"""

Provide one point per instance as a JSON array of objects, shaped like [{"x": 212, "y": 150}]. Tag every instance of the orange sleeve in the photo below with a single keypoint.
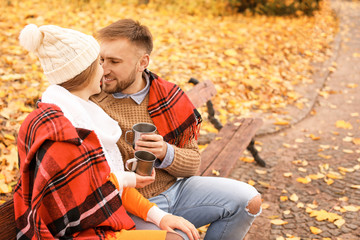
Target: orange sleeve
[
  {"x": 133, "y": 201},
  {"x": 113, "y": 179}
]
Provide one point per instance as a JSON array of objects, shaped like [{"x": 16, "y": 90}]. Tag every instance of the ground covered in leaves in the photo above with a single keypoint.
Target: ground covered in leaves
[{"x": 256, "y": 62}]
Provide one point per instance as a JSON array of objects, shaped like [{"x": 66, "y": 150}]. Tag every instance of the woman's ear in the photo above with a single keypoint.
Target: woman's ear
[{"x": 144, "y": 62}]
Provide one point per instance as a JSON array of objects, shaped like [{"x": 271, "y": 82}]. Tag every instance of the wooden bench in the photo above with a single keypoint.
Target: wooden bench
[{"x": 221, "y": 154}]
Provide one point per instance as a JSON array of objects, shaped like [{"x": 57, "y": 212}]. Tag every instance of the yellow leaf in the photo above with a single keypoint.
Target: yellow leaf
[
  {"x": 339, "y": 222},
  {"x": 283, "y": 198},
  {"x": 251, "y": 182},
  {"x": 300, "y": 205},
  {"x": 9, "y": 137},
  {"x": 215, "y": 172},
  {"x": 231, "y": 53},
  {"x": 233, "y": 61},
  {"x": 286, "y": 212},
  {"x": 258, "y": 171},
  {"x": 315, "y": 230},
  {"x": 316, "y": 176},
  {"x": 281, "y": 123},
  {"x": 346, "y": 169},
  {"x": 343, "y": 124},
  {"x": 329, "y": 181},
  {"x": 265, "y": 206},
  {"x": 313, "y": 137},
  {"x": 232, "y": 83},
  {"x": 304, "y": 180},
  {"x": 294, "y": 197},
  {"x": 356, "y": 141},
  {"x": 278, "y": 222},
  {"x": 334, "y": 175},
  {"x": 352, "y": 85},
  {"x": 247, "y": 159},
  {"x": 348, "y": 151},
  {"x": 351, "y": 208},
  {"x": 324, "y": 156},
  {"x": 264, "y": 184}
]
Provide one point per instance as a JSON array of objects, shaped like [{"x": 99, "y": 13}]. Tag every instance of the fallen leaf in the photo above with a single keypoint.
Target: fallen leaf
[
  {"x": 215, "y": 172},
  {"x": 258, "y": 171},
  {"x": 339, "y": 222},
  {"x": 247, "y": 159},
  {"x": 278, "y": 222},
  {"x": 348, "y": 151},
  {"x": 294, "y": 197},
  {"x": 304, "y": 180},
  {"x": 351, "y": 208},
  {"x": 334, "y": 175},
  {"x": 265, "y": 205},
  {"x": 356, "y": 141},
  {"x": 324, "y": 156},
  {"x": 283, "y": 198},
  {"x": 231, "y": 53},
  {"x": 343, "y": 124},
  {"x": 315, "y": 230},
  {"x": 251, "y": 182},
  {"x": 316, "y": 176}
]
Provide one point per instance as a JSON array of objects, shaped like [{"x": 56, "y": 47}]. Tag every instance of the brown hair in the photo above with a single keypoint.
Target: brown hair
[
  {"x": 132, "y": 30},
  {"x": 82, "y": 79}
]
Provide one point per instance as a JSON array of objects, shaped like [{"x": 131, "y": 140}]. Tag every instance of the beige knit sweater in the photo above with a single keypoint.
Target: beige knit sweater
[{"x": 127, "y": 113}]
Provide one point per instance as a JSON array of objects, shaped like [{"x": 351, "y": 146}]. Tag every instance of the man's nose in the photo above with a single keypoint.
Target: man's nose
[{"x": 105, "y": 68}]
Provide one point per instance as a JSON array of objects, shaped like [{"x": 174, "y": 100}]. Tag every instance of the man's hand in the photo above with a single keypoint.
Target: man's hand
[
  {"x": 142, "y": 181},
  {"x": 170, "y": 222},
  {"x": 153, "y": 143}
]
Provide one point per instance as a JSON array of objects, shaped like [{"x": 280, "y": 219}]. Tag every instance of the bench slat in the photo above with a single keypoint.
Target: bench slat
[
  {"x": 7, "y": 221},
  {"x": 201, "y": 93},
  {"x": 232, "y": 148}
]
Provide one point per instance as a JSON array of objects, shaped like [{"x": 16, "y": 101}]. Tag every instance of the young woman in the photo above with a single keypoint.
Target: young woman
[{"x": 67, "y": 188}]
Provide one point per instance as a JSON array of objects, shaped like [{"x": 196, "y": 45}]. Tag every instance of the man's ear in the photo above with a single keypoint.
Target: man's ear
[{"x": 144, "y": 62}]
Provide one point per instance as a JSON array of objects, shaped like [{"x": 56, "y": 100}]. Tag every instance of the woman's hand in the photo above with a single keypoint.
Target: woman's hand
[
  {"x": 153, "y": 143},
  {"x": 142, "y": 181},
  {"x": 170, "y": 222}
]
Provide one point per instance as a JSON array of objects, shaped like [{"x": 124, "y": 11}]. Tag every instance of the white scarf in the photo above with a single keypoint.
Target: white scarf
[{"x": 88, "y": 115}]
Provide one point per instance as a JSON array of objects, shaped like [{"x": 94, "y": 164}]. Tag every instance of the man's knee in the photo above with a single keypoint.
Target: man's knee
[
  {"x": 254, "y": 205},
  {"x": 173, "y": 236}
]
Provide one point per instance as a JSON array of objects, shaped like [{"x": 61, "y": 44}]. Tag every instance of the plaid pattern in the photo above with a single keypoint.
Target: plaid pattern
[
  {"x": 175, "y": 117},
  {"x": 64, "y": 191}
]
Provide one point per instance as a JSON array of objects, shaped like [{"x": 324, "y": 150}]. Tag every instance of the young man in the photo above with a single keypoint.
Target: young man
[{"x": 132, "y": 94}]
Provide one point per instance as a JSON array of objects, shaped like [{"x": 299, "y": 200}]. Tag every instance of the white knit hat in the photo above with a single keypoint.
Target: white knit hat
[{"x": 63, "y": 53}]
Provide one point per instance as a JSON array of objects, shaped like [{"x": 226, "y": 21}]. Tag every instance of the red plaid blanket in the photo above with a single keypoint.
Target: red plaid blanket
[
  {"x": 175, "y": 117},
  {"x": 63, "y": 191}
]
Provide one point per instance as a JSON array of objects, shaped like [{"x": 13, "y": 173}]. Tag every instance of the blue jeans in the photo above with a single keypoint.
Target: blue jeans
[{"x": 220, "y": 202}]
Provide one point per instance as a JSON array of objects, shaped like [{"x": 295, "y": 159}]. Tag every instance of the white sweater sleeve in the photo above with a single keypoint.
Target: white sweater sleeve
[
  {"x": 155, "y": 215},
  {"x": 125, "y": 179}
]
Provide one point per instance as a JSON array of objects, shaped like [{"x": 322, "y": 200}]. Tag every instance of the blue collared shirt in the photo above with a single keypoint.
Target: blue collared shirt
[{"x": 139, "y": 98}]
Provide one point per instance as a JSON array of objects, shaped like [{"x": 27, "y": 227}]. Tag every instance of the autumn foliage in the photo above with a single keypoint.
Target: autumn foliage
[{"x": 256, "y": 62}]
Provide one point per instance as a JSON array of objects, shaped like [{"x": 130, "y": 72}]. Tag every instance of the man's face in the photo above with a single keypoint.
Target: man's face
[{"x": 120, "y": 61}]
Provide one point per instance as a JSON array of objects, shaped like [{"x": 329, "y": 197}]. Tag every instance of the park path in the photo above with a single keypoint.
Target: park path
[{"x": 316, "y": 145}]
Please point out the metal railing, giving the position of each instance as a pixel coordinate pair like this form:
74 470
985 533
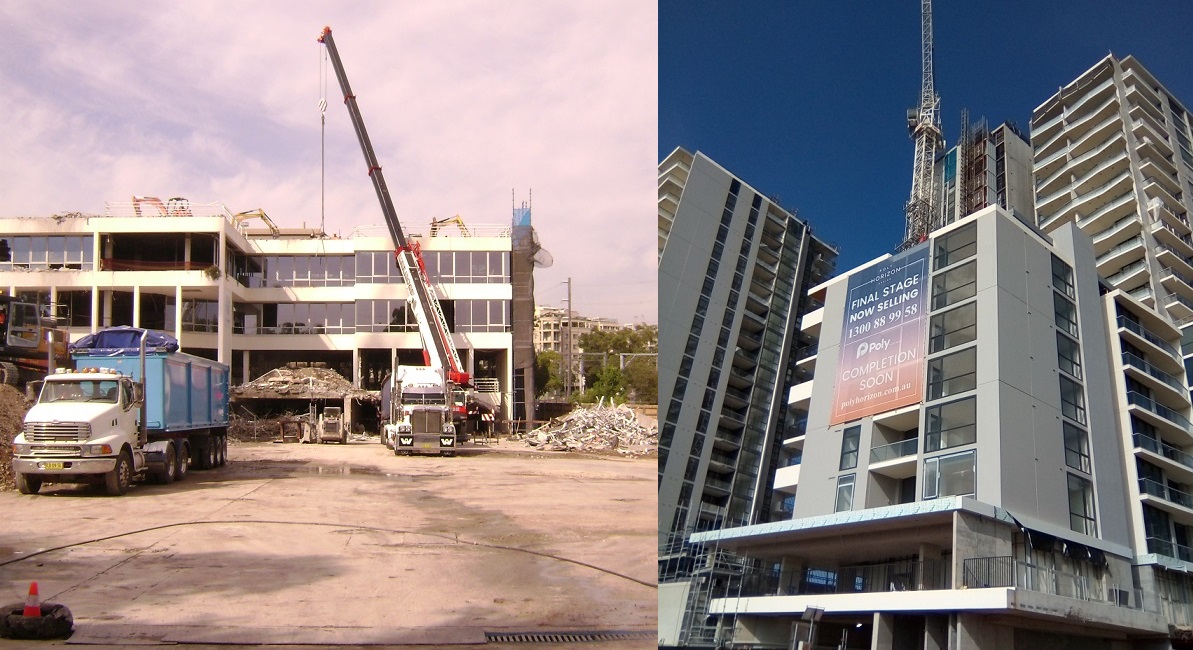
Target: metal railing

"""

### YOUR OBJECTIVE
Which lines in the records above hold the string "railing"? Copy each of them.

### PROBLEM SOLUTION
Please point out the metal railing, giving the position of each instance as a pixel coordinate pair like this form:
Target: metal railing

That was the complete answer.